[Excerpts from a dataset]
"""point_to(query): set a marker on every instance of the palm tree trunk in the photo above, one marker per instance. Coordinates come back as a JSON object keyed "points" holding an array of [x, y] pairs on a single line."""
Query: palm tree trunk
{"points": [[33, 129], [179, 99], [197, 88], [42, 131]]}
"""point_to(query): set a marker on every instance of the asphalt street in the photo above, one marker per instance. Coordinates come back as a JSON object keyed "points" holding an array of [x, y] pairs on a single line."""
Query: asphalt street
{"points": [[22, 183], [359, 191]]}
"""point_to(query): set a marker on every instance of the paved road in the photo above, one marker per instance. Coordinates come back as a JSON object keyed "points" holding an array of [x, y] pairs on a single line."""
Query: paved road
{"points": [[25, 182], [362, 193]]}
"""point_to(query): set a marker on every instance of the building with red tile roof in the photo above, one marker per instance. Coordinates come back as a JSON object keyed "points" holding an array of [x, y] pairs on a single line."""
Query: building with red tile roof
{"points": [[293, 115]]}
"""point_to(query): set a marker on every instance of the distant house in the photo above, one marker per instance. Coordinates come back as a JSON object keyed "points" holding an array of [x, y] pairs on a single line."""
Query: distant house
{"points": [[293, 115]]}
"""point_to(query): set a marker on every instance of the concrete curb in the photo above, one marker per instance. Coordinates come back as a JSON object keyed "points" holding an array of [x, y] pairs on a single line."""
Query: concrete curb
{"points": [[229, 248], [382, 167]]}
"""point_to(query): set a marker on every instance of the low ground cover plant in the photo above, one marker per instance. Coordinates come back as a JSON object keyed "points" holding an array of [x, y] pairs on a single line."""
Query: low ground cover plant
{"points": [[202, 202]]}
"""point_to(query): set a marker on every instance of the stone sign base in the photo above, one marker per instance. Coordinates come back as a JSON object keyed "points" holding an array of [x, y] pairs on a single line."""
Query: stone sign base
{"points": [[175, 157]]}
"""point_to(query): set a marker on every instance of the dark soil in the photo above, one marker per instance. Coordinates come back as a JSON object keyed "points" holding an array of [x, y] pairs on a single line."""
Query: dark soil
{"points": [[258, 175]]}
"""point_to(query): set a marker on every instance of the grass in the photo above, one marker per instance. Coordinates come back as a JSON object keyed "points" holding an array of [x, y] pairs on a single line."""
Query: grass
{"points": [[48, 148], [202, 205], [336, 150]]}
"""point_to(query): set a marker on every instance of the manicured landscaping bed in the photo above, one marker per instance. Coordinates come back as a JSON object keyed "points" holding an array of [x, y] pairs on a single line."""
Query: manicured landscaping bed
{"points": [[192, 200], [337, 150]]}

▸ **EXERCISE REQUIREMENTS**
The records above must be transcribed in full, word for word.

▸ **SOLUTION FOR THIS EXERCISE**
"""point_to(query): set a marker on every instance of the palm tree trunk in the photo above, one marker per instance. Coordinates come back as a JSON object keyed "points" holding an array of [x, y] pairs on a single line."""
Query: palm tree trunk
{"points": [[33, 129], [179, 99], [197, 88], [42, 131]]}
"""point_to(query): set a marker on every instance of the asphalt street in the photo above, one marker per instance. Coordinates come back as a JSON object keyed "points" holding an array of [x, y] pairs on a single line."""
Query: asphalt street
{"points": [[22, 183], [359, 191]]}
"""point_to(query): set a marker on every instance of the paved road in the photo above, one marker per instance. Coordinates come back as a JSON object keyed "points" holding an array of [x, y] pairs on a single line."""
Query: paved road
{"points": [[25, 182], [362, 193]]}
"""point_to(query): set a marker on every instance of the building with red tile roof in the photo above, one marker per instance. Coordinates come back as a JSON object keyed "points" holding an array of [x, y] pairs on a single line."""
Query: building with red tile roof
{"points": [[293, 115]]}
"""point_to(query): set a marker on every instance of the distant house in the photo above, one marker per instance. Coordinates come back as a JSON object keyed "points" holding an array of [x, y] pairs on a single line."""
Query: distant house
{"points": [[293, 115]]}
"""point_to(query): set a marker on every instance of the concrete curb in the photo above, one marker per instance. Coordinates come back as a JSON object keyed "points" holding an array of [x, y] pairs on a single line."""
Query: concrete curb
{"points": [[229, 248], [382, 167]]}
"""point_to(query): set a marker on every instance of the low ground cover plant in the photo above, one marker per instance. Coordinates come back as a JSON object keyed "points" holding an array of [x, y] pairs on a single line."""
Query: low ground cover plant
{"points": [[202, 202]]}
"""point_to(query): set a marker on every instance of the stone sign base in the photo above, one marker per instance. Coordinates come back as a JSON object keyed "points" holding an array of [x, y] pairs on a single line."""
Query: stone sign base
{"points": [[175, 157]]}
"""point_to(query): set a marker on every instance of the dark soil in the photo above, one marker per instance. Coordinates come back as a JSON object keyed "points" holding an array of [x, y] pairs on a single line."""
Query: dark soil
{"points": [[258, 175]]}
"""point_to(query): set a marker on every instance of the grass in the photo above, one marker per instance. Coordinates come back as a JSON object keyed "points" holding an array of [x, y] pairs on a single line."""
Query: grass
{"points": [[48, 148], [202, 205], [336, 150]]}
"""point_to(query): set a marker on every instance of the manicured landscaping bed in the photo above, one marker per instance. Coordinates come back as a JSON object keyed "points" holding an array of [x, y] pairs on a single line."""
Query: manicured landscaping bed
{"points": [[192, 200], [337, 150]]}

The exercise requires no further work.